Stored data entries
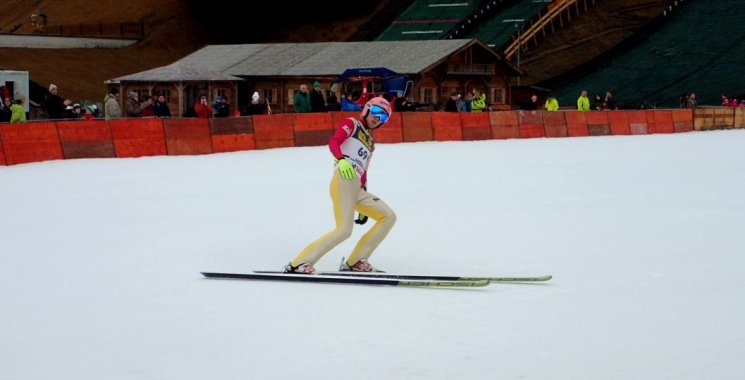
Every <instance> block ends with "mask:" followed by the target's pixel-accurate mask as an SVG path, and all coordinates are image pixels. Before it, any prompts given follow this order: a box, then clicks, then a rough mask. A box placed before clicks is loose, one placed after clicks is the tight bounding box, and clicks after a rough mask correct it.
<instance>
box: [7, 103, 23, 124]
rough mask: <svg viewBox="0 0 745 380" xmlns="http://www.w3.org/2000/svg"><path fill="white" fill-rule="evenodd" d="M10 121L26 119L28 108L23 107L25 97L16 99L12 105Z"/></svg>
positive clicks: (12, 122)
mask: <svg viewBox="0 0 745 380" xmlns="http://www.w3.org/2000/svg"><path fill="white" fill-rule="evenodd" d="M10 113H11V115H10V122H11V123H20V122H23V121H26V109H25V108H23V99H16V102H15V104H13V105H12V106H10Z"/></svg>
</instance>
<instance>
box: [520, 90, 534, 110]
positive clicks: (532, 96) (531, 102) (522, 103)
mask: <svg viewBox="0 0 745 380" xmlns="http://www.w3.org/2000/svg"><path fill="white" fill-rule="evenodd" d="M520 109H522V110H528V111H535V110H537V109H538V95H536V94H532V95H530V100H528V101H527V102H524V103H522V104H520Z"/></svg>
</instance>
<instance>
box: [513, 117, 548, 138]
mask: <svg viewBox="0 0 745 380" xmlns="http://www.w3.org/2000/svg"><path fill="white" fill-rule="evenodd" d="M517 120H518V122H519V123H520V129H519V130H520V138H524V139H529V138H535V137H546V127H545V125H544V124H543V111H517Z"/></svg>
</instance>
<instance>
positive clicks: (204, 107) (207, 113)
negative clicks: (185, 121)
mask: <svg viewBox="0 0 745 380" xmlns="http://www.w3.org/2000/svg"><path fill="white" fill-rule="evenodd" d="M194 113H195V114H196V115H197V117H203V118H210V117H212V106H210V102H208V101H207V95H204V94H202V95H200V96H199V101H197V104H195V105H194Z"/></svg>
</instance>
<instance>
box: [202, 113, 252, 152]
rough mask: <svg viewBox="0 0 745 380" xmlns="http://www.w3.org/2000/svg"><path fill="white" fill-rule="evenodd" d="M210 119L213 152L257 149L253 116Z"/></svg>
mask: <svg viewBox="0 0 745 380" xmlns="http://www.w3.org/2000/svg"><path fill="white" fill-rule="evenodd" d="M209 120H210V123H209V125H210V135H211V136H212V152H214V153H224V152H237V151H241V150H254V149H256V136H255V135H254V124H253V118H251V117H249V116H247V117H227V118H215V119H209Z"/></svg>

---

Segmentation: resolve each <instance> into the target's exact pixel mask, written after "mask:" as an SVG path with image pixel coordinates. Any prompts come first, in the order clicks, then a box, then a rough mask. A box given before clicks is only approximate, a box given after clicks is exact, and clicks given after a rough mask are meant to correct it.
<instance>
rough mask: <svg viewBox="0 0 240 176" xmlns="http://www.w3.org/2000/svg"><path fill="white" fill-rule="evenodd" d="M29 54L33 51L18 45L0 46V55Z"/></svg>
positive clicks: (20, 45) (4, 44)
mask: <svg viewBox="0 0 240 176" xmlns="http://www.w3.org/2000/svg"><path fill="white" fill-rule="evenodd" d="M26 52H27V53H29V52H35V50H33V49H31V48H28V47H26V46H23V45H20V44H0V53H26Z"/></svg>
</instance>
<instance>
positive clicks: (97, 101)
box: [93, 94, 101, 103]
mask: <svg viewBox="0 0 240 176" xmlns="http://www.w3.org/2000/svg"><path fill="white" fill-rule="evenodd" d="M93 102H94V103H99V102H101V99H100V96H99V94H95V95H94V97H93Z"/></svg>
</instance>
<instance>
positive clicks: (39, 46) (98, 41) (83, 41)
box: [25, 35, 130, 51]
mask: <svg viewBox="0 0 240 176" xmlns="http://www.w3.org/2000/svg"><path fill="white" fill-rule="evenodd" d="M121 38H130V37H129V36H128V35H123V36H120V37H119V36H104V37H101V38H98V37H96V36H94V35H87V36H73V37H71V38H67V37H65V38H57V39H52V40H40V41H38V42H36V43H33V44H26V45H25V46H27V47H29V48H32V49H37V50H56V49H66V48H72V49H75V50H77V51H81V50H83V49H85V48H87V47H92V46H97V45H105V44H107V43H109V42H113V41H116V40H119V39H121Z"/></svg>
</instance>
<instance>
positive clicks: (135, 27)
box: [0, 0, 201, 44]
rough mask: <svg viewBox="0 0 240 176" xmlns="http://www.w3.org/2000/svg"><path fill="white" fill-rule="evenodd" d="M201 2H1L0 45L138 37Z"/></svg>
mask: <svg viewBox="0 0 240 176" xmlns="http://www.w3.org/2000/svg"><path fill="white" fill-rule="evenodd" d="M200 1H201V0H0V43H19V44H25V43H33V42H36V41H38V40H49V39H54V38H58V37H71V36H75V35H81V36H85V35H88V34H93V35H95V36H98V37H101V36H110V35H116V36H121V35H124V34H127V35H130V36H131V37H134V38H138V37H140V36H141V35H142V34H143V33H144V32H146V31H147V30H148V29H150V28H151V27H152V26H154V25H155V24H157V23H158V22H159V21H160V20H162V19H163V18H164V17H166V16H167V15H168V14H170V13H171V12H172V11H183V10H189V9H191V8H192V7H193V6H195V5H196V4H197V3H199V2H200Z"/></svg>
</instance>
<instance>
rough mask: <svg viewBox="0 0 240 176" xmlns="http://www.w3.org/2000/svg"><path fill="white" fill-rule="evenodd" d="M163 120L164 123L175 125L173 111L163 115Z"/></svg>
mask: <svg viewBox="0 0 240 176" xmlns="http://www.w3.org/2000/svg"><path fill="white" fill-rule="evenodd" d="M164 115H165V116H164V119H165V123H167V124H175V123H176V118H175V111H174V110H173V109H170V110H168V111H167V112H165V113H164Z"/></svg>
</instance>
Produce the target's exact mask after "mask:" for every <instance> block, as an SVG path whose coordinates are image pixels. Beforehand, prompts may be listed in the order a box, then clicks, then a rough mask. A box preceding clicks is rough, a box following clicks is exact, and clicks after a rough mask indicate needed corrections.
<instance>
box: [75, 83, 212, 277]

...

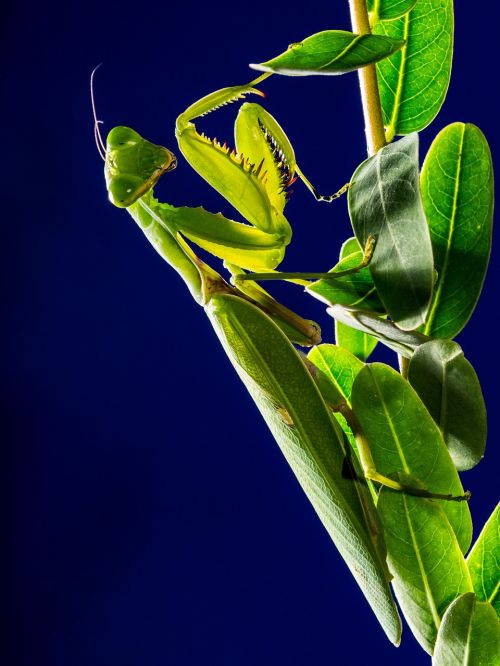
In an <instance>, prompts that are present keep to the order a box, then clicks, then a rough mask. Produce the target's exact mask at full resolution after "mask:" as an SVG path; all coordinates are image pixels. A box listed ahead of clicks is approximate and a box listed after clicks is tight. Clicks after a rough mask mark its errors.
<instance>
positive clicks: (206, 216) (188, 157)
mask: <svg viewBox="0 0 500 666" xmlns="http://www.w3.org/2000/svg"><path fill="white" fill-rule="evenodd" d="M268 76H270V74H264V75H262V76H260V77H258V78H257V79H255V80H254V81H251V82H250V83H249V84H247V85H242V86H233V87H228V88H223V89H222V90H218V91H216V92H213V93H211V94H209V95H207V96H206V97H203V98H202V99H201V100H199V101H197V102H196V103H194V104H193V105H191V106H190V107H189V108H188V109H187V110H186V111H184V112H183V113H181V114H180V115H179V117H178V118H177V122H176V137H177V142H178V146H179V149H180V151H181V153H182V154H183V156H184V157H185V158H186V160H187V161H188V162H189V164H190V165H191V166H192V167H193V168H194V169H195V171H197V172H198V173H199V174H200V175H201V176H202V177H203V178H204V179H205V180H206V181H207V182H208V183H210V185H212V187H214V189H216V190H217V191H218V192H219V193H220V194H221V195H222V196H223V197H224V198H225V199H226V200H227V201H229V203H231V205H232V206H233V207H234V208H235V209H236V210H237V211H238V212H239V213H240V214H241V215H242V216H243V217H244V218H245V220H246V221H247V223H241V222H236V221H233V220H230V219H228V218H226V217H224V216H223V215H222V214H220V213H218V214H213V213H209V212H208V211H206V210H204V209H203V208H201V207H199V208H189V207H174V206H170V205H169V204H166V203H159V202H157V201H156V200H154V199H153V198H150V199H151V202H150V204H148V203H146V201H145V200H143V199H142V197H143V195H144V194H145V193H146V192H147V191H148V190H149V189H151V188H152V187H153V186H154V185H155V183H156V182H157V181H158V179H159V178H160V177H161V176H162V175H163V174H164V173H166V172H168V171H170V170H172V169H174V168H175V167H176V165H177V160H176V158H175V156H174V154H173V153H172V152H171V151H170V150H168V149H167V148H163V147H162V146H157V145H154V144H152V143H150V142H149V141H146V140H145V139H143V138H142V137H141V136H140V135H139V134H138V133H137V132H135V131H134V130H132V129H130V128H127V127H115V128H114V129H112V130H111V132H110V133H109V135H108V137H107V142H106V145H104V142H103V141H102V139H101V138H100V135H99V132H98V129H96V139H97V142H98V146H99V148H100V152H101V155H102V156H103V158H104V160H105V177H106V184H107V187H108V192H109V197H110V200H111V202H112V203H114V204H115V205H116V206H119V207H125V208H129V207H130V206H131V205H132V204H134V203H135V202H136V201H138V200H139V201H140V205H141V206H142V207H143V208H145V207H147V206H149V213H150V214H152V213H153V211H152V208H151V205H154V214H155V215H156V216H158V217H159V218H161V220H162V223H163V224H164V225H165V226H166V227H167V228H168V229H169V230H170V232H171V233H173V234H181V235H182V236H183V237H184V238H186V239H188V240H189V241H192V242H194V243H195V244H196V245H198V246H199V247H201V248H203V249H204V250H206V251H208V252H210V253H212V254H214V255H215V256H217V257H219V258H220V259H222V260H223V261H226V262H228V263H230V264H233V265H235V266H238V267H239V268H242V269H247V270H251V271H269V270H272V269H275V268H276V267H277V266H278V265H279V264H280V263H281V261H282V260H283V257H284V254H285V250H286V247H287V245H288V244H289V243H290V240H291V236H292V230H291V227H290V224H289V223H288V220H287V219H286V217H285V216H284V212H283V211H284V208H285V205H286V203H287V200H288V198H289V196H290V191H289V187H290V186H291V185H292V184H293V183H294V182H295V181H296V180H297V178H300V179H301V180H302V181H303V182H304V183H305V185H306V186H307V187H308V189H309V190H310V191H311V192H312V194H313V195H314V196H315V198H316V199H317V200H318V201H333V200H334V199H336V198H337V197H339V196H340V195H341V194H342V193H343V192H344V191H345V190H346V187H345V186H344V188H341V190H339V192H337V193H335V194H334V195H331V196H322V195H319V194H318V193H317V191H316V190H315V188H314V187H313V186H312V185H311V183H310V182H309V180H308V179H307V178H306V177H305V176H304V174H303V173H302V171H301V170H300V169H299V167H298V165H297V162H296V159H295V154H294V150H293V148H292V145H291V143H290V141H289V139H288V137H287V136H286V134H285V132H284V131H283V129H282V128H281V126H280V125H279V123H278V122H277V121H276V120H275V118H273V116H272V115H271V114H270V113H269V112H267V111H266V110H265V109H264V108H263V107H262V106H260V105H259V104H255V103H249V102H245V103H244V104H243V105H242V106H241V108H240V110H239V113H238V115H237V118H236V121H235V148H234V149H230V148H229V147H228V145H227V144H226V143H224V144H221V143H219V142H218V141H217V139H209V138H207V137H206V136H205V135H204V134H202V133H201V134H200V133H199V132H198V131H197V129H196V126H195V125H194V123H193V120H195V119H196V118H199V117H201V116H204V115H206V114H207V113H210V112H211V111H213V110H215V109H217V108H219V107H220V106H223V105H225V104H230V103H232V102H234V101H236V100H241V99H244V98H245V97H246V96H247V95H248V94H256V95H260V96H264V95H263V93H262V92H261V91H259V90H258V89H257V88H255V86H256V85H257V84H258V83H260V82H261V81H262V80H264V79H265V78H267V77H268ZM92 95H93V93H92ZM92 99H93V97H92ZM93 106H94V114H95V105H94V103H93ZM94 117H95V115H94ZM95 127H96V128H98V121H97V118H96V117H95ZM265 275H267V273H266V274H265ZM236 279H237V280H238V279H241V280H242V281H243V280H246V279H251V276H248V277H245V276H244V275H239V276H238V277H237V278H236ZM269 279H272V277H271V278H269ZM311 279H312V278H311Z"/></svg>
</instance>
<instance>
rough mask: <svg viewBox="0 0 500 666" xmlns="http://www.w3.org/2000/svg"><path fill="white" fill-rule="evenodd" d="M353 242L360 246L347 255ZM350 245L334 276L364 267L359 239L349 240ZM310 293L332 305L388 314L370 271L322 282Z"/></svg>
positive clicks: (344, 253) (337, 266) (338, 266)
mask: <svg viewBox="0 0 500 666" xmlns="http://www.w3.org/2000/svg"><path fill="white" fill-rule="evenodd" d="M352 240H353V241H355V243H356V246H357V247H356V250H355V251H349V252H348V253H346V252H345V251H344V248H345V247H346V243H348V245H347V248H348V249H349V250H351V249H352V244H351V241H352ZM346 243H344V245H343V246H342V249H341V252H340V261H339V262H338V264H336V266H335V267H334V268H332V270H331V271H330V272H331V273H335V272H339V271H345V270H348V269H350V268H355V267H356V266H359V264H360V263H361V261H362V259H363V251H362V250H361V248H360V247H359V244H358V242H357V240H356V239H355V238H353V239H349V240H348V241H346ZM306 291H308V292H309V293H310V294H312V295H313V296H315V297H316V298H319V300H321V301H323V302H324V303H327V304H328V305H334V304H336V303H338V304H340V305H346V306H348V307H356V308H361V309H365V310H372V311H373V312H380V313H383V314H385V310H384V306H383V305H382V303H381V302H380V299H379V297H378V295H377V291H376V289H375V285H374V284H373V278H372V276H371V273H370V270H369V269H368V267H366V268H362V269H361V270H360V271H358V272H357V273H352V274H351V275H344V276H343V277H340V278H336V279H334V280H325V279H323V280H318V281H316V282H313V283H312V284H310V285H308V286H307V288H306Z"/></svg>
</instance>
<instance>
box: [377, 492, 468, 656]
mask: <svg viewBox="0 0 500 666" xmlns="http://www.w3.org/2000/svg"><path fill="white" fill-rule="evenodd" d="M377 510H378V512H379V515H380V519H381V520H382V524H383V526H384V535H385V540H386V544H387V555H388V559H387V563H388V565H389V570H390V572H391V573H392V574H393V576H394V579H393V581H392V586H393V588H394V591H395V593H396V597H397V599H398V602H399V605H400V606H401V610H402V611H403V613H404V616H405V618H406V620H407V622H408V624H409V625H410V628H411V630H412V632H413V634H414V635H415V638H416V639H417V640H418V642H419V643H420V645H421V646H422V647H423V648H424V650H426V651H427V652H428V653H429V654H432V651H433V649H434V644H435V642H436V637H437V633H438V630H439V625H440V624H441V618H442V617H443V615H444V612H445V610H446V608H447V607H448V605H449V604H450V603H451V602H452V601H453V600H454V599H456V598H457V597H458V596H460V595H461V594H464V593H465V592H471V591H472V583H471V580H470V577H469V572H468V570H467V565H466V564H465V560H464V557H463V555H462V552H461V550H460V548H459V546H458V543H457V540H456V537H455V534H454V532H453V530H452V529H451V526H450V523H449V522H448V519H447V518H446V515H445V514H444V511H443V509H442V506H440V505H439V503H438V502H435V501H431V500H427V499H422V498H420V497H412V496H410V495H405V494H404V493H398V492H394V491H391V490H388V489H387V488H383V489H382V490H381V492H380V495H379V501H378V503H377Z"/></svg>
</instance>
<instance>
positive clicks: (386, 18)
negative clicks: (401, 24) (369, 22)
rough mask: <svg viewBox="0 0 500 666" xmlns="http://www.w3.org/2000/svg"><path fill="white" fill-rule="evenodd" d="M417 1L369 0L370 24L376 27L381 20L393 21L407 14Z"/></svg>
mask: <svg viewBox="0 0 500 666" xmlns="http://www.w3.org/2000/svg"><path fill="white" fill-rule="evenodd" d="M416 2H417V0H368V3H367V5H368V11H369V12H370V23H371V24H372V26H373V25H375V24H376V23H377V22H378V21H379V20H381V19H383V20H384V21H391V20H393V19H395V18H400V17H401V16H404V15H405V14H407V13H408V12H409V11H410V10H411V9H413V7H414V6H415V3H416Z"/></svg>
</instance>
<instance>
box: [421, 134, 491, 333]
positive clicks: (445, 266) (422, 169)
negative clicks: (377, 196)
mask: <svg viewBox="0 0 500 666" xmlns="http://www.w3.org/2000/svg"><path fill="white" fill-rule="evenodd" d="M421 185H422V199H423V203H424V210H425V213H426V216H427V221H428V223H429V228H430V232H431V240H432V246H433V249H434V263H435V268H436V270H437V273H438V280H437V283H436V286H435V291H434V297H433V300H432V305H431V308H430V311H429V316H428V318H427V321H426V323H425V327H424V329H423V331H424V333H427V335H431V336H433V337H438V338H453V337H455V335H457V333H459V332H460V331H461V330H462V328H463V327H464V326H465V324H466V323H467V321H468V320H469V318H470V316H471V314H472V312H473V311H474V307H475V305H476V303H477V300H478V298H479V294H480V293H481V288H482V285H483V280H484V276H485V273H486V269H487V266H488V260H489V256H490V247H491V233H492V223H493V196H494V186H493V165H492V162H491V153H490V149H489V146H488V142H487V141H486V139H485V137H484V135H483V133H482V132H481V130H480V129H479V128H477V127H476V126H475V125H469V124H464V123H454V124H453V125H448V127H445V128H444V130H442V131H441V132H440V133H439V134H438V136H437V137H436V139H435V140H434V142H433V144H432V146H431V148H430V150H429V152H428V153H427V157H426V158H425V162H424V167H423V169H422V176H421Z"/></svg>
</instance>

= WHAT TO PRODUCE =
Rename "rough mask" to "coarse mask" in everything from the line containing "Every <instance> block ends" down to the line containing "positive clicks: (12, 122)", changing nothing else. Give back only those lines.

= EXERCISE OUTPUT =
Every <instance> block ends with "mask:" followed by the target's pixel-accurate mask as an SVG path, and all coordinates are image pixels. Before it, any prompts given follow this order: a box, then clicks, then a coarse mask. A box placed before clicks is loose, one placed after clicks is the tight bounding box, and clicks after a coarse mask correct it.
<instance>
box: [7, 103, 23, 124]
coarse mask: <svg viewBox="0 0 745 380" xmlns="http://www.w3.org/2000/svg"><path fill="white" fill-rule="evenodd" d="M10 121L26 119L28 108L23 107L25 97L16 99L12 105Z"/></svg>
positive clicks: (12, 122)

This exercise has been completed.